EXERCISE REQUIREMENTS: Render every line of the items below as a JSON array of strings, one string per line, with blank lines omitted.
* START *
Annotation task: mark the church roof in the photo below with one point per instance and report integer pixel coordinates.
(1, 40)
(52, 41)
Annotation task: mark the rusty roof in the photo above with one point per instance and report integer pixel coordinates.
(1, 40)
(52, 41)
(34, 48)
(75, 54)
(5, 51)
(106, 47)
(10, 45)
* END *
FULL RESPONSE:
[
  "Annotation task: mark the church roof in the photo below with one point per instance and report integer pixel coordinates.",
  "(1, 40)",
  "(52, 41)",
  "Annotation task: mark the rusty roof in the photo above with one point per instance and report integer pixel coordinates.",
  "(1, 40)",
  "(52, 41)",
  "(34, 48)",
  "(75, 54)",
  "(5, 51)",
  "(106, 47)",
  "(10, 45)"
]